◆ EXCERPT PROVIDED ◆
┌──
Wishing to subdivide and develop his property, Pierrepont realized the need for regularly scheduled ferry service across the East River, and to this end he became a prominent investor in Robert Fulton's New York and Brooklyn Steam Ferry Boat Company, using his influence on Fulton's behalf. He eventually became a part owner and a director of the company. Fulton's ferry began running in 1814, and Brooklyn received a charter as a village from the New York state in 1816, thanks to the influence of Pierrepont and other prominent landowners.

The city then prepared for the establishment of a street grid, although there were competing plans for the size of the lots. John and Jacob Hicks, who also owned property in Brooklyn Heights, north of Pierrepont's, favored smaller lots, as they were pitching their land to tradesman and artisans already living in Brooklyn, not attempting to lure merchants and bankers from Manhattan as Pierrepont was. To counter the Hickses' proposal, Pierrepont hired a surveyor and submitted an alternative. The Hickses' plan was adopted north of Clark Street, and Pierrepont's, featuring 25 by 100 foot (8 by 30 meter) lots, south of it.

Along with streets came sidewalks, water pumps, and the institution of a watch. By 1823, Pierrepoint was advertising and selling lots to New York City merchant and bankers, lauding the ease of transportation by ferry as opposed to by land from Upper Manhattan, and the special and select quality of the neighborhood. Brooklyn Heights soon became the "first commuter suburb", and Pierrepont the "first important suburban developer".
└──
◆ PROVIDED DATA ◆
┌──
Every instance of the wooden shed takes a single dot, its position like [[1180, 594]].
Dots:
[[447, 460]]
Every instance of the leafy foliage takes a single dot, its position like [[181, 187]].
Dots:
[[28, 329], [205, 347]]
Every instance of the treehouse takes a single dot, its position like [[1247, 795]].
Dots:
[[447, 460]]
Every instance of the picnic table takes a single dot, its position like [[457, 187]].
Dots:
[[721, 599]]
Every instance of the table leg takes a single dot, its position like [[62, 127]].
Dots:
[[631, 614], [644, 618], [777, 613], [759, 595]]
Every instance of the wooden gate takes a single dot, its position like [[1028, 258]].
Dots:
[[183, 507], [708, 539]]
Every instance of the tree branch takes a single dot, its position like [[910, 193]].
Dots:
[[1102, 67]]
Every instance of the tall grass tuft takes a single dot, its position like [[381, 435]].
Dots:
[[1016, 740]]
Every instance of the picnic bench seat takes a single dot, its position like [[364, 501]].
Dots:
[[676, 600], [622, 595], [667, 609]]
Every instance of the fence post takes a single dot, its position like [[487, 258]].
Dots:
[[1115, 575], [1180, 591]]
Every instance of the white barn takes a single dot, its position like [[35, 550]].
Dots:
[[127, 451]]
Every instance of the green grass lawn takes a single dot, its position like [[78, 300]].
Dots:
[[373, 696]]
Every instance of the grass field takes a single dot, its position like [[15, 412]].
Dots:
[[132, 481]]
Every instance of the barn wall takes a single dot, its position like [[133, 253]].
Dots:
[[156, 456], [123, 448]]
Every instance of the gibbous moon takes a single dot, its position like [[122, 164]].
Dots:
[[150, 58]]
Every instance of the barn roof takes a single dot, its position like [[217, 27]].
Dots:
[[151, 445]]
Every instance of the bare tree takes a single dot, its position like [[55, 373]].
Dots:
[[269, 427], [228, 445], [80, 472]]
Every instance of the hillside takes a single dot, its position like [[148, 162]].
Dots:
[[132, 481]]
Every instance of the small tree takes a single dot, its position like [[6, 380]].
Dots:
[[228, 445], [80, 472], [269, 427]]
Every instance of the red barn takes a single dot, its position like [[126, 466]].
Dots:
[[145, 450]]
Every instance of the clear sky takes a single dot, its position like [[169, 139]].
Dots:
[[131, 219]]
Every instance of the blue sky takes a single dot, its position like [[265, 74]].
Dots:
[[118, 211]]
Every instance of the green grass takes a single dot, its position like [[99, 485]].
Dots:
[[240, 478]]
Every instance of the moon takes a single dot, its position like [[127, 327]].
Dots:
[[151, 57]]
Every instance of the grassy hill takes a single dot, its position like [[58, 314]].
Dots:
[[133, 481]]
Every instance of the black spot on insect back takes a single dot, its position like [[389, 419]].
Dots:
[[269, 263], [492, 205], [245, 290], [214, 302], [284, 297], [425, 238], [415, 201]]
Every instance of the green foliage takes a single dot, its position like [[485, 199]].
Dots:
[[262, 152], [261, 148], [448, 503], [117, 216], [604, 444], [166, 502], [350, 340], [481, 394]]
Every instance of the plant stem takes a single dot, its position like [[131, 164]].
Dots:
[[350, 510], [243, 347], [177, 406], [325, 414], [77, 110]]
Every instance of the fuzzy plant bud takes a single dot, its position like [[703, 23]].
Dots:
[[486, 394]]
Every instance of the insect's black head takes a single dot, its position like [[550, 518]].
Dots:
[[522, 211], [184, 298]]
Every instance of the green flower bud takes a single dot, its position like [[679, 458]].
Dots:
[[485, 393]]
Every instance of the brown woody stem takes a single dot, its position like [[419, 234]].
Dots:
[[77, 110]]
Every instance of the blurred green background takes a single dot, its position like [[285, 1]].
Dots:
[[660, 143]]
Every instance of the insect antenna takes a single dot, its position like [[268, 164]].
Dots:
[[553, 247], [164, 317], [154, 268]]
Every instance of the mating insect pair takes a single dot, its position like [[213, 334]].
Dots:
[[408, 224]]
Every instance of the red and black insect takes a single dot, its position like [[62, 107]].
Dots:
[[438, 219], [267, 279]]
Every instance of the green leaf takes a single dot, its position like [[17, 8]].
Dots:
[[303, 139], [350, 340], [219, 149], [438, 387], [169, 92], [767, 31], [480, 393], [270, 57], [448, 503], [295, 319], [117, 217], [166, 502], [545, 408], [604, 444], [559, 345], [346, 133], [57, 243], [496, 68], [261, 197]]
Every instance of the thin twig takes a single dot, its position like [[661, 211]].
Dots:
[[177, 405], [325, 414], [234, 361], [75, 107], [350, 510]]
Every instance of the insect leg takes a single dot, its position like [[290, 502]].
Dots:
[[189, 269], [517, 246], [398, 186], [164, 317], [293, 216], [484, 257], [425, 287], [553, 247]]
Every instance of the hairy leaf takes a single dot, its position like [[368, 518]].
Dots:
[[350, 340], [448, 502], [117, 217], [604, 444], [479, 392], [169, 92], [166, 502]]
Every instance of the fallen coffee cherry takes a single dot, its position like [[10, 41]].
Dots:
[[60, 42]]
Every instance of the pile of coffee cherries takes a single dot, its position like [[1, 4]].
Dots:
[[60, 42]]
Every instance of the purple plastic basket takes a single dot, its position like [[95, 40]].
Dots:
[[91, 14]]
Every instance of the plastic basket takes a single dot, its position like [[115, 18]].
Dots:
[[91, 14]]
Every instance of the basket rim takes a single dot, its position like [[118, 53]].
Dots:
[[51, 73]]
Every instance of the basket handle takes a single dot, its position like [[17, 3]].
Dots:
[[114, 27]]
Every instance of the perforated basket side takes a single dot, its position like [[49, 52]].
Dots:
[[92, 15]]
└──
┌──
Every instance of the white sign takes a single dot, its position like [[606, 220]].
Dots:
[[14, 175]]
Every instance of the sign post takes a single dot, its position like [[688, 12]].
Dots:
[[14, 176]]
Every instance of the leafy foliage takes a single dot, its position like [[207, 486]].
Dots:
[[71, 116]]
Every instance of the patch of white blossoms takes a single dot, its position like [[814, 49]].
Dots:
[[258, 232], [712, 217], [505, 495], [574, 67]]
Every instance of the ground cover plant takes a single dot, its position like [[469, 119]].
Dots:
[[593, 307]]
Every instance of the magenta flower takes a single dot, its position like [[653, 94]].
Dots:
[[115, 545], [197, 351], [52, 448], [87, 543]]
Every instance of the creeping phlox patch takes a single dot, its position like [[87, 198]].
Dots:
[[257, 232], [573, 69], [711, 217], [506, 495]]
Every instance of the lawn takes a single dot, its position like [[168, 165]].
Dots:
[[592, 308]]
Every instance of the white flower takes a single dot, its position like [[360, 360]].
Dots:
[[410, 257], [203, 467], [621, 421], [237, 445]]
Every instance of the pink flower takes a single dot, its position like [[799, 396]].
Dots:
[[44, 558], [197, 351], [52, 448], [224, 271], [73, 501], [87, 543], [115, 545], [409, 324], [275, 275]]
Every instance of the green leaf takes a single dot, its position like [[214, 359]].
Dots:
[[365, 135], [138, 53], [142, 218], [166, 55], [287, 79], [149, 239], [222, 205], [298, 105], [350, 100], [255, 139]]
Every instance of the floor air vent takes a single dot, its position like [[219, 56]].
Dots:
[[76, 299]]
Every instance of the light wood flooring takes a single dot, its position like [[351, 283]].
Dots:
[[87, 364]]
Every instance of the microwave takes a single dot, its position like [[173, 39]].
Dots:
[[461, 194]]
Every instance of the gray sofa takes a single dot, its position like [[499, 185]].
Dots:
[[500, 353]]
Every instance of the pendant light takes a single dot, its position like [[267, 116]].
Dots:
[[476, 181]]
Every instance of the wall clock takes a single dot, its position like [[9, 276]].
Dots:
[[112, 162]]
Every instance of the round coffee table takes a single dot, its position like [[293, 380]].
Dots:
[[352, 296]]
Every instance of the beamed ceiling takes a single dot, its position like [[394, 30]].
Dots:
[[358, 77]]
└──
Could you carry on the passage about Pierrepont's development of Brooklyn Heights from its final sentence? The records are drawn from a separate source.

◆ OUTPUT ◆
In 1834, when Brooklyn began to consider building a grand City Hall to rival the one across the East River in Manhattan, Pierrepont and his son, Henry E. Pierrepont, who had studied cities in Europe, decided to develop some of their unused open land behind Brooklyn Heights on the model of European cities. Wishing to have the new City Hall located there as an anchor, since the land was almost a mile away from the waterfront where commercial interests were concentrated, they and Henry Remsen sold the City of Brooklyn a triangular plot at the intersection of Fulton, Joralemon and Court Streets, as the site on which City Hall was built, and the cornerstone for what is now Brooklyn Borough Hall was laid there in 1836.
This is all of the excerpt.